The exercise: Continue the passage on closed-loop operation of the Sagnac interferometer, starting right after its last sentence.

Passage shown:
++++++

In particular, it has firstly been observed that the response furnished by the SAGNAC interferometer in its simplest form is P(Δφ)=P0[1+cos(Δφ)] and hence that the sensitivity of this signal of detected optical power, P(Δφ), in the neighborhood of the phase difference Δφ=0, is low. A graph of P(Δφ) versus Δφ is known as an interferogram. The sensitivity is also low near phase differences that are integer multiples of pi radians. A square wave phase difference modulation, with amplitude more or less pi/2 has been used to displace the operating point and produce a periodic signal the amplitude of which, S(Δφ), is a sinusoidal function of the rotation rate, S(Δφ)=S0[sin(Δφ)], and which can hence be exploited with greater sensitivity and stability near phase differences of zero, Δφ=0, or integer multiples of pi radians.
It was later shown that the accuracy of the measurement is improved by the use of a zero method, also called closed-loop operation. According to this method, an additional so-called negative-feedback phase difference ΔφmR is applied, and serves to compensate for phase difference ΔφR produced by the rotation rate. The sum of these two phase-differences, ΔφmR and ΔφR, is kept null, thus enabling the interferometer to be operated with maximum sensitivity over a wide range of rotation rates. The signal necessary for producing the negative-feedback phase difference ΔφmR is then exploited to derive a measurement of rotation rate. The measurement is then stable and linear.
The slaving necessary for this closed-loop operation can be performed through a frequency offset as was done using acousto-optic modulators in U.S. Pat. No. 4,299,490. Use of a pure frequency-shifting device, such as the acousto-optic modulators, is simple in principle, but difficult in practice.
The difficulty in implementing the frequency shifter approach led to reconsideration of closing the loop using a phase modulator. A constant frequency offset is equivalent to a constant rate-of-change in phase, or, in other words, a ramp in phase vs. time with a constant slope. A phase modulator can generate a phase ramp for a short period of time, but it then reaches the limit of its capability. An instantaneous 2π shift in the phase is transparent to an optical wave, and therefore a serrodyne waveform, consisting of a ramp and fall-back, created by a phase modulator appears like a continuous phase ramp and therefore also like a frequency shift.
A problem with phase modulators is that each phase modulator produces a slightly different phase modulation for a given electronic drive signal. Furthermore, the amount of phase modulation changes depending upon the temperature. This leads to an inadequate knowledge of the phase shifts that are imparted to the counter-propagating waves, and manifests itself in an inadequate knowledge of the phase shift used to compensate for the Sagnac phase difference and a less than accurate 2pi fall-back. To make an accurate determination of the phase shift, a second control loop is required.
The aforesaid second control loop has been implemented in different ways. All of these have in effect rendered the actual ratio of the phase modulation output to electronic input, i.e. the phase modulator transfer function, non-critical to the measurement of Sagnac phase difference. The second control loop calibrates the phase modulator transfer function against the response of the interferometer. If the second control loop works well, then the measurement becomes as good as the interferometer response, and therefore as good as fundamental parameters such as wavelength stability and fiber coil stability.

++++++

Provided information:
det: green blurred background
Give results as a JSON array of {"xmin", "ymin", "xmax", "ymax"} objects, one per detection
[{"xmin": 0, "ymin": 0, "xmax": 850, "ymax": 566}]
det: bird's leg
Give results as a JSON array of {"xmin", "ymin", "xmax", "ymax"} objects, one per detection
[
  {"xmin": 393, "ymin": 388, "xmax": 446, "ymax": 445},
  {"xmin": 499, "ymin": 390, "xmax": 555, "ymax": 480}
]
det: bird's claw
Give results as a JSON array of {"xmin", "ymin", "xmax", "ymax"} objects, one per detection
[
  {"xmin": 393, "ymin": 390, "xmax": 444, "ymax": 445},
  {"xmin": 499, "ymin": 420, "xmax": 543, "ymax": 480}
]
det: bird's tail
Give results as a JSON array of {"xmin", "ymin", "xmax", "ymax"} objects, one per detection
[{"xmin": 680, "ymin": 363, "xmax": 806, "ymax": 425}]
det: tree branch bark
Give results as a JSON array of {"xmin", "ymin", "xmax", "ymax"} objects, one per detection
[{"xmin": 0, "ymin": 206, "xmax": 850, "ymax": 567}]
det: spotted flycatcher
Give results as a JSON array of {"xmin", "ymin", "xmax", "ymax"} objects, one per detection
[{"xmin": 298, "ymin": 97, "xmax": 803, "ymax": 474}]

++++++

Exercise output:
In the serrodyne approach, the signal following the fall back is used as the input to the second control loop. This signal indicates an error if the fall back differs from 2pi radians, and thus it calibrates the phase modulator transfer function with respect to the optical signal.
In order to simplify the electronic hardware, and reduce cost, the detector output is digitized, signal processed, and converted back into an analog waveform to drive the phase modulator. The electronic signal processing may comprise a combination of analog signal-conditioning electronics, conversion electronics, and digital electronics. With this arrangement it is easier to change the level of the electronic drive waveform in discrete steps rather than continuously. In a Sagnac loop interferometer, phase modulation steps can provide a similar phase difference between the recombined counter-propagated waves as a continuous ramp. The continuous ramp and fall-back then becomes a series of steps and a fall-back. See, for example, U.S. Pat. Nos. 5,039,220, 5,141,316, 5,181,078.
An alternative approach is called dualramp feedback and it uses two phase ramps to shift the phase difference back and forth from pi radians to minus pi radians as described in U.S. Pat. No. 4,869,592. This approach has been implemented using largely analog electronics and two control loops, one for the plus pi phase difference and one for the minus pi phase difference. The staircase form of this phase modulation method amounts to taking two or more steps in each direction, i.e. up and down, some times referred to as “dual staircase modulation”. The dual staircase modulation is distinguished from the staircase-and-fall-back method because the former takes two or more steps in each direction while the latter uses only a single step in the opposite direction of the staircase to keep the phase modulator and electronics within their ranges of operation. Illustrated in U.S. Pat. No. 6,744,519 is a version of the dual staircase modulation waveform.
The dual-staircase feedback is better than the continuous ramp up and ramp down, not only because of better compatibility with digital electronics, but also because the dual-staircase approach has a much shorter switching time between plus pi phase difference and minus pi phase difference relative to the dual-ramp approach. The switching time changes a couple of orders of magnitude from the order of microseconds, approximately the propagation time through the fiber loop, to a few nanoseconds, the rise time of the phase step.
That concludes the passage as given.